* WHAT THE EXERCISE ASKS
Select every line in the data below that contains the word "plant", and copy each one unchanged.

Entries from a point annotation set
---*---

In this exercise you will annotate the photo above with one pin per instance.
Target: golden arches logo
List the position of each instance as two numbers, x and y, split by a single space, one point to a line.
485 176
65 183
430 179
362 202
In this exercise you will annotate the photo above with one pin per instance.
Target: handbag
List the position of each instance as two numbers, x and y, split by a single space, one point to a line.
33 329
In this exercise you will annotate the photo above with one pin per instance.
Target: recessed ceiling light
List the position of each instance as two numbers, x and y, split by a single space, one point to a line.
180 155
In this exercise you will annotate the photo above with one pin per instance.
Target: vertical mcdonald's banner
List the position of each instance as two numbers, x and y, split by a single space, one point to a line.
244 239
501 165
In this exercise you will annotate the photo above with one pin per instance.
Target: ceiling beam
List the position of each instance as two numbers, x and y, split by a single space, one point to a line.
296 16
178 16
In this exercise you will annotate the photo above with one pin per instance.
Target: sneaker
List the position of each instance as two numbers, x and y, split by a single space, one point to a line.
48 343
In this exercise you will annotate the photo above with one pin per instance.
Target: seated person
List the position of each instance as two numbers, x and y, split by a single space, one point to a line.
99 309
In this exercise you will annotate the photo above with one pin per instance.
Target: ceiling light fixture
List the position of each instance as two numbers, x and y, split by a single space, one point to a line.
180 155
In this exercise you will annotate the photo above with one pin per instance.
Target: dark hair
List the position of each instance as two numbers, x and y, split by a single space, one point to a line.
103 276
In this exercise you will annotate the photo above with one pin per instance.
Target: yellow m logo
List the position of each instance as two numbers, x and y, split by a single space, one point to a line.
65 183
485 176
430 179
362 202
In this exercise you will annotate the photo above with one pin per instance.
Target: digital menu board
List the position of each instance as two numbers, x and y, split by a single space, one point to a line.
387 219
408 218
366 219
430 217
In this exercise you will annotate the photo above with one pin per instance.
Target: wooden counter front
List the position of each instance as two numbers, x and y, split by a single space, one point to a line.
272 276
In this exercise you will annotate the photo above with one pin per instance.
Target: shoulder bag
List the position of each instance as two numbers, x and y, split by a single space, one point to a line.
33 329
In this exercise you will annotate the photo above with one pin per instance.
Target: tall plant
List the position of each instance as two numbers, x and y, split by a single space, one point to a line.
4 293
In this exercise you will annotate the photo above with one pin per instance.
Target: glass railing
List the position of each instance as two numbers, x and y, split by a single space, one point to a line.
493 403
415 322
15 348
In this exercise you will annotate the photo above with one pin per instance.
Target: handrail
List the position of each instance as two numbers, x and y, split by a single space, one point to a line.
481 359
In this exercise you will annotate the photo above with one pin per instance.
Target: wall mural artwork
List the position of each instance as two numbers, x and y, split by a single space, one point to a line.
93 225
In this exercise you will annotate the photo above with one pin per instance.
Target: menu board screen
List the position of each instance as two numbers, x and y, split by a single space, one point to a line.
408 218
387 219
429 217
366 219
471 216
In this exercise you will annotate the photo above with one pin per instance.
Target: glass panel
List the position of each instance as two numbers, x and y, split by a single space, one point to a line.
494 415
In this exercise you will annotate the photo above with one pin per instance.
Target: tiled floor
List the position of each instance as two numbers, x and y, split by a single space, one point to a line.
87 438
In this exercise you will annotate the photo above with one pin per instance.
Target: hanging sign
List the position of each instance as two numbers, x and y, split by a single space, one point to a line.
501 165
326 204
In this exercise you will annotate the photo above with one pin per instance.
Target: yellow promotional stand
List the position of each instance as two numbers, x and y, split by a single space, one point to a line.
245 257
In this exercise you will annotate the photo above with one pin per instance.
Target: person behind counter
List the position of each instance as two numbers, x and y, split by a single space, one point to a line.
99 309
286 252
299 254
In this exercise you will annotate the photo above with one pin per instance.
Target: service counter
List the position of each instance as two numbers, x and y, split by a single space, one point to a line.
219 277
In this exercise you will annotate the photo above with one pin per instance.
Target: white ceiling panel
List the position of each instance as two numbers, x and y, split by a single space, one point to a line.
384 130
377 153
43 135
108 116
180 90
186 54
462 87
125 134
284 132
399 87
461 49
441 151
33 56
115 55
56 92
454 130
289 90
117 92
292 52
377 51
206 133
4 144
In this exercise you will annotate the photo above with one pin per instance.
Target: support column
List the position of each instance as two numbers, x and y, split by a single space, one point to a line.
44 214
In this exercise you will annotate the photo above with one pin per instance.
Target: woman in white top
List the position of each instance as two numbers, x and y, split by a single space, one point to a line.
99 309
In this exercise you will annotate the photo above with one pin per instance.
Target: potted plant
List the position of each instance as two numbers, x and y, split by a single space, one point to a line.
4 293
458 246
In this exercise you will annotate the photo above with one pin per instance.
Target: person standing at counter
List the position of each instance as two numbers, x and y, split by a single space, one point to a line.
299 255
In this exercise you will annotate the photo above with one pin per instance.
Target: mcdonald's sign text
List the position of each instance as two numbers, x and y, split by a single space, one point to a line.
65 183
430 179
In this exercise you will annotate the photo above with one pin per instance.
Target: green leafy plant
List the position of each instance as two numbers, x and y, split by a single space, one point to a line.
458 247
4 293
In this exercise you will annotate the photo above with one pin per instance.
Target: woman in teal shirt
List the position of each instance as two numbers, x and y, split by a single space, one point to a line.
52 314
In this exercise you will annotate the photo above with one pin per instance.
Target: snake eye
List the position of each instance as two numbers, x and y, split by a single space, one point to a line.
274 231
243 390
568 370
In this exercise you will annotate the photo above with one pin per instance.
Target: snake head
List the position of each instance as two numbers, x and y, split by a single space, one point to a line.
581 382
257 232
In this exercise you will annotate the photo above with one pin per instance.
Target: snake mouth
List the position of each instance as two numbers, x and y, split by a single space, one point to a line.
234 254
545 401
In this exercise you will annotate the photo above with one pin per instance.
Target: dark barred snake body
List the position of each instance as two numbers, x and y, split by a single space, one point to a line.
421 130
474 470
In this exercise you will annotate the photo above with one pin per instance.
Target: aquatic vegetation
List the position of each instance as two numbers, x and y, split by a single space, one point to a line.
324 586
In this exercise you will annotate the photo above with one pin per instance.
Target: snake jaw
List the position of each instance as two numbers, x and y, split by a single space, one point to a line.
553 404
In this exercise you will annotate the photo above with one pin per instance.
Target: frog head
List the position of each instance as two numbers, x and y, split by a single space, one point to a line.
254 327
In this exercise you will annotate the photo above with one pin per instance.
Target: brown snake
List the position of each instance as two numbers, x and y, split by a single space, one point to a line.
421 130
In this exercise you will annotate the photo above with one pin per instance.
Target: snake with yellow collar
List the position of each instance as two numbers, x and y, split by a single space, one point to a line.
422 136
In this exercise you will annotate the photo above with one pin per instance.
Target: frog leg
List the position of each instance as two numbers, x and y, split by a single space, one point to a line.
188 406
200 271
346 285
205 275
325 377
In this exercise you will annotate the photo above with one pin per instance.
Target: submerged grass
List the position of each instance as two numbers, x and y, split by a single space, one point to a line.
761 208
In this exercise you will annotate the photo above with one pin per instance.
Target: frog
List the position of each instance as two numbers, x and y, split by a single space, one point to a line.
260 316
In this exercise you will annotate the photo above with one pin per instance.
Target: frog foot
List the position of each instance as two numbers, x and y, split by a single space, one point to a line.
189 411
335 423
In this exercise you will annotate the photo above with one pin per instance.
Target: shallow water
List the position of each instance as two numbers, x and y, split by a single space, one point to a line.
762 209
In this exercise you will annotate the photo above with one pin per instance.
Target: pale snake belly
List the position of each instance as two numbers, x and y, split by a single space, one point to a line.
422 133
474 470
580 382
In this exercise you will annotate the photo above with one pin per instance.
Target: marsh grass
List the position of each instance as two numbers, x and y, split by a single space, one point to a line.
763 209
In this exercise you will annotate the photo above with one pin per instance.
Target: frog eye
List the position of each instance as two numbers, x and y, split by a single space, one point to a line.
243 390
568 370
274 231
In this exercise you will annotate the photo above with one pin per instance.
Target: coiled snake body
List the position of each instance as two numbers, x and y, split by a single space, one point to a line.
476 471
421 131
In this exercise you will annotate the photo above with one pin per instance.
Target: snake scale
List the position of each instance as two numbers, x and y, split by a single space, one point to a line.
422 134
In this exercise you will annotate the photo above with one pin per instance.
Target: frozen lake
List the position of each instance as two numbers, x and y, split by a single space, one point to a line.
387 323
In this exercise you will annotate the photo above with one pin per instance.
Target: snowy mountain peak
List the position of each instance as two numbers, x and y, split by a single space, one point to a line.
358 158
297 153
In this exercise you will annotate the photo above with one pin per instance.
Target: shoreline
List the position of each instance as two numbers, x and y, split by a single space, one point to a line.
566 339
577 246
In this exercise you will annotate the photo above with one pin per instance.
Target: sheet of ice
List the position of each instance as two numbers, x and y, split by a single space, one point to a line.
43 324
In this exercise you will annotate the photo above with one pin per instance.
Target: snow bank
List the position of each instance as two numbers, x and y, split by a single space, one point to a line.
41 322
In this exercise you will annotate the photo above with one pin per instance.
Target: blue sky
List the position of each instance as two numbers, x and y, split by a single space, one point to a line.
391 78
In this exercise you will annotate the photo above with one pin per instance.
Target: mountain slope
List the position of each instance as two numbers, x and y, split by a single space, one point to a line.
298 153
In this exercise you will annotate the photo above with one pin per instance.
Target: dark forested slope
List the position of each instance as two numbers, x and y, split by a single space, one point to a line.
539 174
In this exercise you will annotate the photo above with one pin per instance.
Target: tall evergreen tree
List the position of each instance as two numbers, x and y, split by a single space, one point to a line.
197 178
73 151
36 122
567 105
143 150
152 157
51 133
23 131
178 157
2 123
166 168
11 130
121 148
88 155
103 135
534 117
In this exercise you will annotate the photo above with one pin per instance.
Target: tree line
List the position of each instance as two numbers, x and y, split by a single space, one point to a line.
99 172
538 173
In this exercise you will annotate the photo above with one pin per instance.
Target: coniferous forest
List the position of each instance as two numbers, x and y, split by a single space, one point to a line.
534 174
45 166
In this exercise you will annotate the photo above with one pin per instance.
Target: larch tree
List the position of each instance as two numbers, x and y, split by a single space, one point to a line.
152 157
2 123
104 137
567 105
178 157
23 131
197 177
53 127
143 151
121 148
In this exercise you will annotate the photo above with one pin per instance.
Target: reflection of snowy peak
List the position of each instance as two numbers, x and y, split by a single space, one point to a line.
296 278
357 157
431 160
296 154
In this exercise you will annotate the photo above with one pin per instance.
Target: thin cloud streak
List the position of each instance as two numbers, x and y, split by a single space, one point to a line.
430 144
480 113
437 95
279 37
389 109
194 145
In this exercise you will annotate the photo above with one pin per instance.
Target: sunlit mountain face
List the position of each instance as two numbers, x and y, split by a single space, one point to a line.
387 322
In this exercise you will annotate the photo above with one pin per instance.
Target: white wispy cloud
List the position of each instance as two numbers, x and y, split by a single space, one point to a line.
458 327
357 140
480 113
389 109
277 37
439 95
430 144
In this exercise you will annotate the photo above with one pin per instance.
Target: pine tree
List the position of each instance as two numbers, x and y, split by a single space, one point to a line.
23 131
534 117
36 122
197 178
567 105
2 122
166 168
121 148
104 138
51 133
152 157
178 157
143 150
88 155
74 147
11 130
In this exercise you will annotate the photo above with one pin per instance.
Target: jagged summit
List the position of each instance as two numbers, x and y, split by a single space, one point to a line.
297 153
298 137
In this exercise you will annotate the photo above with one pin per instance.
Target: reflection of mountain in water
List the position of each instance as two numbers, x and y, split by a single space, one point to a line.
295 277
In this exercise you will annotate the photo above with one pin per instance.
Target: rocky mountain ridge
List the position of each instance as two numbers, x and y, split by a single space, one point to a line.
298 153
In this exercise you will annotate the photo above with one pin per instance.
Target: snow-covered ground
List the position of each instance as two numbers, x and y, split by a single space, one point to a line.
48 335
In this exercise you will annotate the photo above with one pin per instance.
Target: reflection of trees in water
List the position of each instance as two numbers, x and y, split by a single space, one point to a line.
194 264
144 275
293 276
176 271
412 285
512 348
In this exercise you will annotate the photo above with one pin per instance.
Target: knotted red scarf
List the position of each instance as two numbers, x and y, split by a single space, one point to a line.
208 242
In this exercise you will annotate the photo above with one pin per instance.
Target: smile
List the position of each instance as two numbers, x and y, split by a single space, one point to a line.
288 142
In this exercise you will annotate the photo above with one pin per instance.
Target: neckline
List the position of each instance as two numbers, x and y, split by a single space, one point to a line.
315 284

---*---

* CORRECT RESULT
Target: tall plant
Target: potted plant
Target: green leafy plant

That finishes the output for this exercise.